**** Listed records ****

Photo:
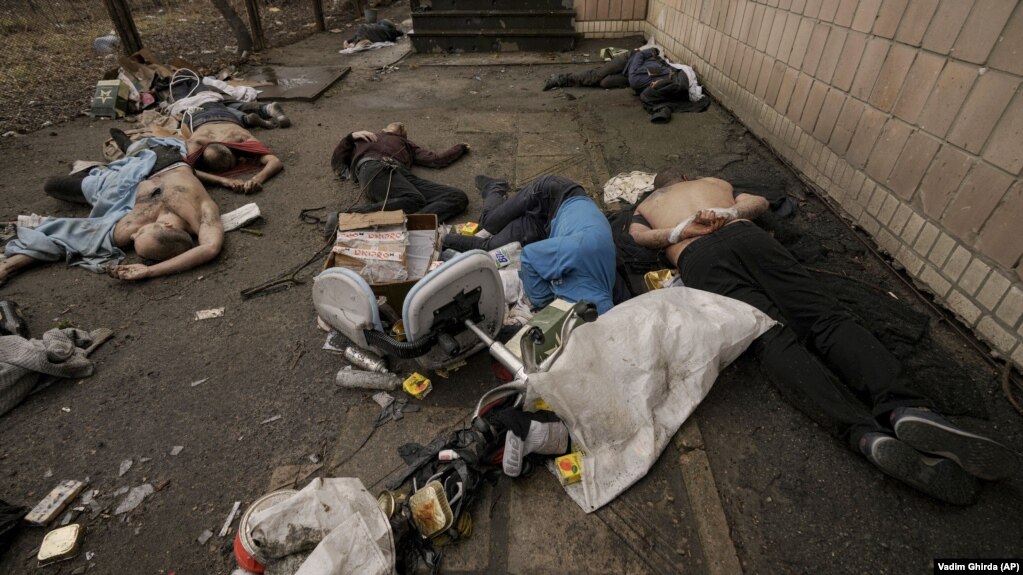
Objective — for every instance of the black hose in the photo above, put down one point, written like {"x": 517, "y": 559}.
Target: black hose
{"x": 404, "y": 350}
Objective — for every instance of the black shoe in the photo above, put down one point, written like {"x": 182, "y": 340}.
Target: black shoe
{"x": 928, "y": 432}
{"x": 274, "y": 112}
{"x": 938, "y": 478}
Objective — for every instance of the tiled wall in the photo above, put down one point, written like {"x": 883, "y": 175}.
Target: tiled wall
{"x": 610, "y": 18}
{"x": 908, "y": 114}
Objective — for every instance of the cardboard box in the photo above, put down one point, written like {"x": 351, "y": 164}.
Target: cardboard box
{"x": 110, "y": 99}
{"x": 394, "y": 292}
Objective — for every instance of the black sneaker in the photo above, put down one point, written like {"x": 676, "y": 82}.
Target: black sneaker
{"x": 938, "y": 478}
{"x": 928, "y": 432}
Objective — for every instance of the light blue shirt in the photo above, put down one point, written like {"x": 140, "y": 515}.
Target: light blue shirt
{"x": 576, "y": 262}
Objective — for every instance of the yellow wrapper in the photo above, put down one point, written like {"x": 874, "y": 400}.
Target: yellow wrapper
{"x": 417, "y": 386}
{"x": 569, "y": 468}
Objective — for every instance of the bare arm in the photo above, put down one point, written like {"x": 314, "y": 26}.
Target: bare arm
{"x": 211, "y": 239}
{"x": 12, "y": 265}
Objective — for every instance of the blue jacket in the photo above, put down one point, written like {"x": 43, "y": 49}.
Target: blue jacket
{"x": 576, "y": 262}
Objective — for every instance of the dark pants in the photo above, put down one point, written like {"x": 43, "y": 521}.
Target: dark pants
{"x": 608, "y": 76}
{"x": 524, "y": 218}
{"x": 395, "y": 187}
{"x": 745, "y": 263}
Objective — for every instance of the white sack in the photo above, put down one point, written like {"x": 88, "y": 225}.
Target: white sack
{"x": 626, "y": 383}
{"x": 338, "y": 517}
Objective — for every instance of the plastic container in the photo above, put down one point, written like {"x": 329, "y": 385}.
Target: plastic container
{"x": 507, "y": 255}
{"x": 11, "y": 320}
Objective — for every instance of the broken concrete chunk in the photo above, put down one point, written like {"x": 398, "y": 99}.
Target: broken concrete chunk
{"x": 135, "y": 496}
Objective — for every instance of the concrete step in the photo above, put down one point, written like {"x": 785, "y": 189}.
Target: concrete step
{"x": 493, "y": 19}
{"x": 440, "y": 5}
{"x": 476, "y": 40}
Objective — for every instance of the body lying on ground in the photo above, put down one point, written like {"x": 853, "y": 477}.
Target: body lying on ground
{"x": 382, "y": 164}
{"x": 150, "y": 201}
{"x": 220, "y": 146}
{"x": 707, "y": 233}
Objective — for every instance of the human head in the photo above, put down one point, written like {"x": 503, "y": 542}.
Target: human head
{"x": 218, "y": 158}
{"x": 161, "y": 241}
{"x": 396, "y": 128}
{"x": 668, "y": 176}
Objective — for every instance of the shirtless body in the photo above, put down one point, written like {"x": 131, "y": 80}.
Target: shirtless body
{"x": 172, "y": 200}
{"x": 219, "y": 132}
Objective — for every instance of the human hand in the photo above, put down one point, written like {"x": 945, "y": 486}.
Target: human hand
{"x": 129, "y": 272}
{"x": 252, "y": 186}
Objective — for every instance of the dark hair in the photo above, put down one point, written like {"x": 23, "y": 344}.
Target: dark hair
{"x": 168, "y": 244}
{"x": 218, "y": 158}
{"x": 668, "y": 176}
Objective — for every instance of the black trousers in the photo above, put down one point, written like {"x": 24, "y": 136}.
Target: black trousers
{"x": 395, "y": 187}
{"x": 744, "y": 262}
{"x": 524, "y": 217}
{"x": 608, "y": 76}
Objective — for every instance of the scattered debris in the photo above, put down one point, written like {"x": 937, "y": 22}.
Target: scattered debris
{"x": 209, "y": 313}
{"x": 288, "y": 476}
{"x": 230, "y": 519}
{"x": 54, "y": 502}
{"x": 135, "y": 496}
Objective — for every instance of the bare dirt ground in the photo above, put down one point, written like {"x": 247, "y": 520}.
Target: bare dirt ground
{"x": 796, "y": 500}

****

◆ **What you are asked to do**:
Write out the lines above, starting at the line that contains "Objective — for every instance of the dark hair" and ending with the final line, and nothing else; copy them exactly.

◆ **Solution for this exercise**:
Objective — for every instance of the dark hair in the photo above, put down one point, written like {"x": 23, "y": 344}.
Target: dark hair
{"x": 168, "y": 244}
{"x": 218, "y": 158}
{"x": 668, "y": 176}
Objective — for every instance of the black trousers in the photo above, put down one point, written like {"x": 24, "y": 136}.
Target: black trousers
{"x": 395, "y": 187}
{"x": 744, "y": 262}
{"x": 524, "y": 217}
{"x": 608, "y": 76}
Objective — for every instance of the scattered debris in the photo above, put down one point, written like {"x": 937, "y": 22}.
Target: scattered debris
{"x": 209, "y": 313}
{"x": 288, "y": 476}
{"x": 230, "y": 519}
{"x": 54, "y": 502}
{"x": 135, "y": 496}
Objective — for every instance of the bare dirt ground in the photo above, put down one point, written like {"x": 247, "y": 520}.
Target: bare dirt ground
{"x": 796, "y": 500}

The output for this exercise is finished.